Work to do: Write every line of the material out exactly as shown.

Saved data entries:
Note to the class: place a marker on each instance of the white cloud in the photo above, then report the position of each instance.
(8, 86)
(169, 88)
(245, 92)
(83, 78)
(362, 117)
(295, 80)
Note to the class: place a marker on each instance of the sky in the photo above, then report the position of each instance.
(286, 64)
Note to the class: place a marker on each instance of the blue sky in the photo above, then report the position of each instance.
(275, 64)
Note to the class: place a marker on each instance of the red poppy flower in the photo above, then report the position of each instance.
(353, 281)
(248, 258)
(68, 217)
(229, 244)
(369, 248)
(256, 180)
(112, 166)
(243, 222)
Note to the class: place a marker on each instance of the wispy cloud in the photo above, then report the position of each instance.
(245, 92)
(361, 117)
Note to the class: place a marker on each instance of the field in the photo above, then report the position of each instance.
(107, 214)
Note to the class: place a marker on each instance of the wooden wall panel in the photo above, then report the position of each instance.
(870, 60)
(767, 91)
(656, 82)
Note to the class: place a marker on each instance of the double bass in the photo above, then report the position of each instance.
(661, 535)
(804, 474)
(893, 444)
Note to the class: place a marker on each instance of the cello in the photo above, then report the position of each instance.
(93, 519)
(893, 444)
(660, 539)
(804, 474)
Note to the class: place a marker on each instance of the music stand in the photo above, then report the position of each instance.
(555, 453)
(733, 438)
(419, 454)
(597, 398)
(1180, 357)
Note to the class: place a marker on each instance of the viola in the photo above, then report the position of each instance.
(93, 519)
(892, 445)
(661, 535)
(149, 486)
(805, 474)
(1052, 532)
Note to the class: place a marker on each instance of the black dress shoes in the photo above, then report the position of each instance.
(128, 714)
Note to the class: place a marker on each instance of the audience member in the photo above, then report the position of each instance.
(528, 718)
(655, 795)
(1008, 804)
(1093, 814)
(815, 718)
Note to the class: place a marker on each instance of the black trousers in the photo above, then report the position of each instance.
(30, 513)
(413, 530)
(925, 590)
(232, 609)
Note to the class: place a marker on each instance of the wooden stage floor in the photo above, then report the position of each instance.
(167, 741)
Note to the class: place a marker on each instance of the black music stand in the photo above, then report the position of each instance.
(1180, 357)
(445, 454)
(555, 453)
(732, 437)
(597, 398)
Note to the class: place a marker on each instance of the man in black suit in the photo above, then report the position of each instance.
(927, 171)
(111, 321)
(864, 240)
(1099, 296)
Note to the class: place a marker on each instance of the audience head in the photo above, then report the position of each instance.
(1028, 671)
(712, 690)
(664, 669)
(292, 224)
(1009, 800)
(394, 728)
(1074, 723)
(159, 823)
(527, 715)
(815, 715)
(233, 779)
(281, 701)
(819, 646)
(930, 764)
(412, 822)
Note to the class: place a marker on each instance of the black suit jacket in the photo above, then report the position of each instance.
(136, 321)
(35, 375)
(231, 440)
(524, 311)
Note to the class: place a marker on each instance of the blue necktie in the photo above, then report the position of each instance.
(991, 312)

Correct response:
Note to the class: place a marker on each instance of the white cloud in the photo above, then report the position of each instance.
(8, 86)
(169, 88)
(245, 92)
(83, 78)
(362, 117)
(295, 80)
Note to the class: place a marker on each instance of the sky in the photo above, then report the position of each instance.
(286, 64)
Note to the class: place a marker on each instance of the blue sky in the photo above, then report the position of each instance.
(275, 64)
Note to the class: place a marker on each instance of the red poppy flower in the photo above, then report the position of each instance.
(353, 281)
(248, 258)
(68, 217)
(229, 244)
(369, 248)
(256, 180)
(112, 166)
(243, 222)
Note to the class: place a marker on each instance of the wispy cloud in the photo above, then report the position of each instance.
(245, 92)
(361, 117)
Note to the class: place a marker on each instance of the field in the photo above, then report the position of each instance.
(107, 214)
Note to the class: place a marker on each instance of the wooden wall panel in the photo above, then report the position of each instance.
(870, 60)
(767, 91)
(656, 82)
Note to the class: place a marker on each instance of the double bass in the photo above, then report the position of each instance.
(661, 535)
(804, 474)
(893, 444)
Note to the class: place a marker on each instance of the cello in the photo above, then report the position of each instance.
(93, 519)
(893, 444)
(660, 539)
(804, 474)
Note to the class: place a marker on each instance of the music stand in the photo above, then report the position of each instance.
(555, 453)
(733, 438)
(419, 454)
(597, 398)
(1180, 357)
Note to the class: place a marker on each instance of the viola in the photo above, then report the position of each instance.
(93, 519)
(892, 445)
(661, 535)
(149, 486)
(805, 474)
(1052, 532)
Note to the class: place a marker on each instance of the black dress shoes in the photo above, then report the position of each instance.
(128, 714)
Note to the class: place a marker on each instance of the audience member in the photo above, then report the position of each instance.
(528, 718)
(655, 795)
(1008, 804)
(1093, 814)
(815, 718)
Note to the class: place a marker on each instance of the black trousers in the photo above, then report the position of each instance.
(30, 513)
(413, 530)
(925, 590)
(232, 609)
Note to the class: place a marker on each instance of the wooden stage floor in the photo above, then report the position of each instance.
(167, 741)
Note to the class: place a marker on each instance of the black music stand in the photo above, then report the position of each instance.
(1180, 357)
(445, 454)
(555, 453)
(732, 437)
(597, 398)
Note to the class: place a marker on each instance of the man in black suit in the photo above, then report the position of each instance.
(927, 171)
(111, 321)
(864, 240)
(1099, 296)
Note to the class: place a marker on each instance of the audience head in the photo above, then report the position of each instance.
(1028, 671)
(712, 690)
(664, 669)
(292, 224)
(1009, 800)
(394, 728)
(1074, 723)
(159, 823)
(527, 715)
(815, 715)
(233, 779)
(281, 701)
(819, 646)
(930, 764)
(412, 822)
Note to the class: place a marker on each instance of the black suit jacket in the photo above, then report the position of each instance.
(136, 321)
(35, 375)
(231, 440)
(524, 311)
Note to the class: place a marker on each instance of the blue necktie in the photo above, then report the position of each instance.
(991, 312)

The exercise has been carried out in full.